■ **Your instructions**:
Please copy out, word for word, the items below from the line with "wall and provide bounding boxes." up to and including the line with "[116,650,1101,867]".

________________________________________

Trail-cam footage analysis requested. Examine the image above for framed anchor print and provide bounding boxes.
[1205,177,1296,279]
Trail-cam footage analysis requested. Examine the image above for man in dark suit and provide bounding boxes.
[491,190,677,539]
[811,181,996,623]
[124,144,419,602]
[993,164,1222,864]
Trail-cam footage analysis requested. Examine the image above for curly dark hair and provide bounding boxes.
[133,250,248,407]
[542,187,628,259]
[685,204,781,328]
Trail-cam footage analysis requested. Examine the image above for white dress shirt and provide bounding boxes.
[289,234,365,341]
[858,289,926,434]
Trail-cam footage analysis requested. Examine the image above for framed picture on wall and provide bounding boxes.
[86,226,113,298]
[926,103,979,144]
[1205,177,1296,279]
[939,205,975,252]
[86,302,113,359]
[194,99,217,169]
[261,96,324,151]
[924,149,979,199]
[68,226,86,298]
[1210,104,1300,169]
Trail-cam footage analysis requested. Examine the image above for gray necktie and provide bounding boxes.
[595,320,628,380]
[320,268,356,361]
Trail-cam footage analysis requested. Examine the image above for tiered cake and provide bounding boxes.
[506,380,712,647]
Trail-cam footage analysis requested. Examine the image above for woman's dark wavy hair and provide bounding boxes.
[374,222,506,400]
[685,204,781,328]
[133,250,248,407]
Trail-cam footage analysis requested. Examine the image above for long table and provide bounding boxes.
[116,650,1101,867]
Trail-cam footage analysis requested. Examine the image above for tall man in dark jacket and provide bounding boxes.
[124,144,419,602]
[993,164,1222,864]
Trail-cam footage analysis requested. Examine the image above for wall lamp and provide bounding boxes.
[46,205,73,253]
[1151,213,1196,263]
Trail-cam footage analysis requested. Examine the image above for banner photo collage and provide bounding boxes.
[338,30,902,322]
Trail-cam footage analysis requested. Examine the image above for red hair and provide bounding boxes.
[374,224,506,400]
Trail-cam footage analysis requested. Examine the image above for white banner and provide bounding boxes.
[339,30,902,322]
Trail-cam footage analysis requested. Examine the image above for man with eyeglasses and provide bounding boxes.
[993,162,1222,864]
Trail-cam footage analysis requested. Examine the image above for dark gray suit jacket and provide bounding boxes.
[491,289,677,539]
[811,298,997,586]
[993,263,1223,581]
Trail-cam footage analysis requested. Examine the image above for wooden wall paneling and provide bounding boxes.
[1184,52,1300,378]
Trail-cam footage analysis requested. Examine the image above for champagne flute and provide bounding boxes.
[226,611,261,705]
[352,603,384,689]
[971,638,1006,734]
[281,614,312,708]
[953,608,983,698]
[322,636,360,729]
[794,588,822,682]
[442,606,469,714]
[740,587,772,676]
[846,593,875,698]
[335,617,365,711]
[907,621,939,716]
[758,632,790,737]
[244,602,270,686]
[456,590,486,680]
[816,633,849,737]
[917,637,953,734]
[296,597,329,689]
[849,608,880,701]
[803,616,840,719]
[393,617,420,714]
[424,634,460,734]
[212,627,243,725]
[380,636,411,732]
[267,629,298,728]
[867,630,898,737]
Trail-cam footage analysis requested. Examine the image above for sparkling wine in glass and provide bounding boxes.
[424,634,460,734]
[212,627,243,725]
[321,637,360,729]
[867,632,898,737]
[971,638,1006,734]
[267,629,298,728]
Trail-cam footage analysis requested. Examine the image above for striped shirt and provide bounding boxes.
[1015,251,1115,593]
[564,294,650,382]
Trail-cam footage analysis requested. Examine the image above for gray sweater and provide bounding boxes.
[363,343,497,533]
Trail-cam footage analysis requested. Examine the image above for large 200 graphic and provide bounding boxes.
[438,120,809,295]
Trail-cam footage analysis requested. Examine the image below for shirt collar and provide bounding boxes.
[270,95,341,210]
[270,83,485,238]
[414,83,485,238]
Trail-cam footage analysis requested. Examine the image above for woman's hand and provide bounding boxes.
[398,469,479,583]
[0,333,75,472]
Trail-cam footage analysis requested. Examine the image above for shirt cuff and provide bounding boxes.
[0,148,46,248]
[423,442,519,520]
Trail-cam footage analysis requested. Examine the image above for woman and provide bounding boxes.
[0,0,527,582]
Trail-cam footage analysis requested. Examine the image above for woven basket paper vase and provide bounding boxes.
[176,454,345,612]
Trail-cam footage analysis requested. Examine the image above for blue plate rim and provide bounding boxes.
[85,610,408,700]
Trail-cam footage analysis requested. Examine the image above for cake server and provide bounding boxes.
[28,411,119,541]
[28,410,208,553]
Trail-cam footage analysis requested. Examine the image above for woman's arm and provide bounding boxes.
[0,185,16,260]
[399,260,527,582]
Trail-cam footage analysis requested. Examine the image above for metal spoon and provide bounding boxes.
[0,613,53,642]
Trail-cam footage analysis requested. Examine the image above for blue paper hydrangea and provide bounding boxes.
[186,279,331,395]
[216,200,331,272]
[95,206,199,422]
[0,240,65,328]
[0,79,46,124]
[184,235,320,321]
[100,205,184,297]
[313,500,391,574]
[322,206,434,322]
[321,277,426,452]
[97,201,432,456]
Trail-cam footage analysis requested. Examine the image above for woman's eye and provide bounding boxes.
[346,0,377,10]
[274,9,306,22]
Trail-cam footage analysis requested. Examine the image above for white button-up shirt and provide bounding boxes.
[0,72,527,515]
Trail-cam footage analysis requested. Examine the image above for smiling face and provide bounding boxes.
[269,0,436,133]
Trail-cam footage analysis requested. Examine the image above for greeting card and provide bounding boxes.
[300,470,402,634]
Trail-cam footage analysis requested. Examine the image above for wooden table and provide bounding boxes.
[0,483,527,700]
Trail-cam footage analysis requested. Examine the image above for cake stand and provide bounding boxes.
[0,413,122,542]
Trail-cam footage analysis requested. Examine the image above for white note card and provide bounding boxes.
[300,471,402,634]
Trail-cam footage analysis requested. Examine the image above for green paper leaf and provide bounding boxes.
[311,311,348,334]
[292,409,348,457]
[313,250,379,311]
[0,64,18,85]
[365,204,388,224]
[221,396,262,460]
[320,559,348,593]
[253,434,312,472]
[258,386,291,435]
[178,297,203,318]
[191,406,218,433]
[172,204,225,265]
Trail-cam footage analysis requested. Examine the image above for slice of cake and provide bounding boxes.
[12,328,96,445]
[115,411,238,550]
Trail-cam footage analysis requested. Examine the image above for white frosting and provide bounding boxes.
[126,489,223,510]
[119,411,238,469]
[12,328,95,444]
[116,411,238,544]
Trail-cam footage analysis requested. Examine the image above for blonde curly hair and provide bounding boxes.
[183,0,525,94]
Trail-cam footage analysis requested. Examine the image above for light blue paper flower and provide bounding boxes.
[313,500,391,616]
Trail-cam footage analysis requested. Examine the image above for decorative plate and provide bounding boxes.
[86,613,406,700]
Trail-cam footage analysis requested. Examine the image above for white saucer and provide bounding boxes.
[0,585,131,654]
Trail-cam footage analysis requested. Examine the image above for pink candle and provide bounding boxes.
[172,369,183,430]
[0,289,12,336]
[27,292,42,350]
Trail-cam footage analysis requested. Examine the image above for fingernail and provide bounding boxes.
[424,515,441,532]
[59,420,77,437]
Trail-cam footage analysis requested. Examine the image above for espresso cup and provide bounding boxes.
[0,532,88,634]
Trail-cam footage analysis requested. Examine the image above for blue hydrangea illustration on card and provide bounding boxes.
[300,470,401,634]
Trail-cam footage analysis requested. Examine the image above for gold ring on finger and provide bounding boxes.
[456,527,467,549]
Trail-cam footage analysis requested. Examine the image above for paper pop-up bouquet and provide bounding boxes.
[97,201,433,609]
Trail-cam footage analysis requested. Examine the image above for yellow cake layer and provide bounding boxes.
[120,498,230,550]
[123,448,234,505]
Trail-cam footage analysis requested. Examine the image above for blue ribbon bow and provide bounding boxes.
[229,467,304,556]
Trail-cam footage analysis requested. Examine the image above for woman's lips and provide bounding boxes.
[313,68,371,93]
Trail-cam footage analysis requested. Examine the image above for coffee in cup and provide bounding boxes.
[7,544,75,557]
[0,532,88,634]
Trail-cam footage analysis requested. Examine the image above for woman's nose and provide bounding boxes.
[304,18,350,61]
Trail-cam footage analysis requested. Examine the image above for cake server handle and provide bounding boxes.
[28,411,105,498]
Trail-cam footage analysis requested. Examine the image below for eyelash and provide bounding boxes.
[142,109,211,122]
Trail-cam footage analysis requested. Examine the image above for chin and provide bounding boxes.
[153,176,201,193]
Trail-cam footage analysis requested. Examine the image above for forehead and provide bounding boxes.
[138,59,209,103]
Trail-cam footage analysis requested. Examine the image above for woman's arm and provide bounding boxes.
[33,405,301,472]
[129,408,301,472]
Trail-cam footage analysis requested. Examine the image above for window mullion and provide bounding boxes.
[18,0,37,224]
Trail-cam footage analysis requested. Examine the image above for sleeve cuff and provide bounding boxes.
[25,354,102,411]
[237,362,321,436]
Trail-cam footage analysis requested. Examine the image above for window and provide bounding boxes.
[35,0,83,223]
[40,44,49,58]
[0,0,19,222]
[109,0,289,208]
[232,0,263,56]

________________________________________

■ **Solution below**:
Trail-cam footage analysis requested. Examine the image above for framed picture on wall and provide bounding boxes.
[86,226,113,298]
[926,103,979,144]
[1205,177,1296,279]
[939,205,975,252]
[86,302,113,359]
[194,99,217,169]
[261,96,324,151]
[924,149,979,199]
[68,226,86,298]
[1210,104,1300,169]
Trail-cam footage analysis requested. Examine the image above for gray necktie and provide bounding boxes.
[595,320,628,380]
[320,268,356,361]
Trail-cam footage analysis requested. Examine the image above for tiered cake and provide bounding boxes.
[506,380,712,647]
Trail-cam footage analysis requested. Examine the image above for woman's dark wavy hair and provide bounding boxes.
[374,222,506,400]
[685,204,781,328]
[133,250,248,407]
Trail-cam footage analysis requested. Examine the image above for long table and provide bounding boxes.
[116,650,1101,867]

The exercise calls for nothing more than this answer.